Objectifs:
1. D’après le texte sur le racisme, quelles sont la profession de Grégoire Chamayou et l'institution qui l'emploie ?
2. Recopiez mot pour mot, dans le texte sur le racisme, tout le passage qui va de « Parler du racisme » jusqu’à « lutte des classes. ».

Bloc de texte:

┌────────

“Que vous soyez pour ou contre les juifs, vous ne pouvez pas nier que ces gens-là posent problème.” (Charles Maurras, 1936)
Selon Grégoire Chamayou, philosophe et chercheur à l’institut Max Planck à Berlin : « Toute chasse s’accompagne d’une théorie de sa proie, qui dit pourquoi, en vertu de quelle différence, de quelle distinction, certains peuvent être chassés et d’autres pas. L’histoire des chasses à l’homme se fera donc par celle des techniques de traque et de capture mais aussi par celle des procédés, d’exclusion, des lignes de démarcation tracées au sein de la communauté humaine afin d’y définir les hommes chassables. »
(« Les chasses à l’homme », Éditions La fabrique, 2010)
Parler du racisme ? Oui mais lequel : racisme anti blanc, anti immigré, anti Rom ? Et le racisme de classe ? Pour nous le problème de la France ne vient pas des musulmans. Mais il existe une stratégie réfléchie et organisée pour intoxiquer les Français. Le musulman sert de bouc émissaire : la montée du FN, le chômage, la crise... C’est l’immigration musulmane ! Le capitaliste bourgeois n’a pas de souci à se faire tant que le musulman, le Rom sera présenté d’abord comme un "drogué, un "violeur", ‘’un voleur’’, un "délinquant", "un antisémite", "un islamiste". Ainsi la question, la vraie ne sera pas posée : celle de la lutte des classes.
Aujourd’hui il y a la crise, beaucoup de Français sont licenciés... alors que les entreprises ont fait des bénéfices énormes (Sanofi, Total). Et pourtant la gauche radicale à du mal à se faire entendre sur la question de l’immigration. Laurent Joffrin déplora l’aveuglement et la mauvaise foi puisque : « Un candidat qui proclame à tous vents que l’immigration ne pose aucun problème ne saurait remporter un grand succès auprès des ouvriers et des employés, qui craignent la concurrence d’une main-d’oeuvre sous-payée et corvéable à merci ». Nous considérons qu’il s’agit d’une invention, et nous proposons donc de revenir sur la stigmatisation des « étrangers », des « minorités ». Aujourd’hui on fait porter au jeune d’origine immigrée, le fait de ne pas avoir un emploi : tout est de sa faute, et tout est du à son appartenance culturelle – et rien à la société, la discrimination structurelle, aux hiérarchies sociales et post coloniales en place. Nous proposons de comparer les propos racistes d’hier et d’aujourd’hui.

└────────

Entrées fournies:
┌────────

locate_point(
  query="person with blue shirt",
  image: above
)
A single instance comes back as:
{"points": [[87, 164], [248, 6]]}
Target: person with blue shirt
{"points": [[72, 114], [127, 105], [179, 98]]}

└────────

Réponses par tâche:
1. Il est philosophe et chercheur à l’institut Max Planck à Berlin.

2.
Parler du racisme ? Oui mais lequel : racisme anti blanc, anti immigré, anti Rom ? Et le racisme de classe ? Pour nous le problème de la France ne vient pas des musulmans. Mais il existe une stratégie réfléchie et organisée pour intoxiquer les Français. Le musulman sert de bouc émissaire : la montée du FN, le chômage, la crise... C’est l’immigration musulmane ! Le capitaliste bourgeois n’a pas de souci à se faire tant que le musulman, le Rom sera présenté d’abord comme un "drogué, un "violeur", ‘’un voleur’’, un "délinquant", "un antisémite", "un islamiste". Ainsi la question, la vraie ne sera pas posée : celle de la lutte des classes.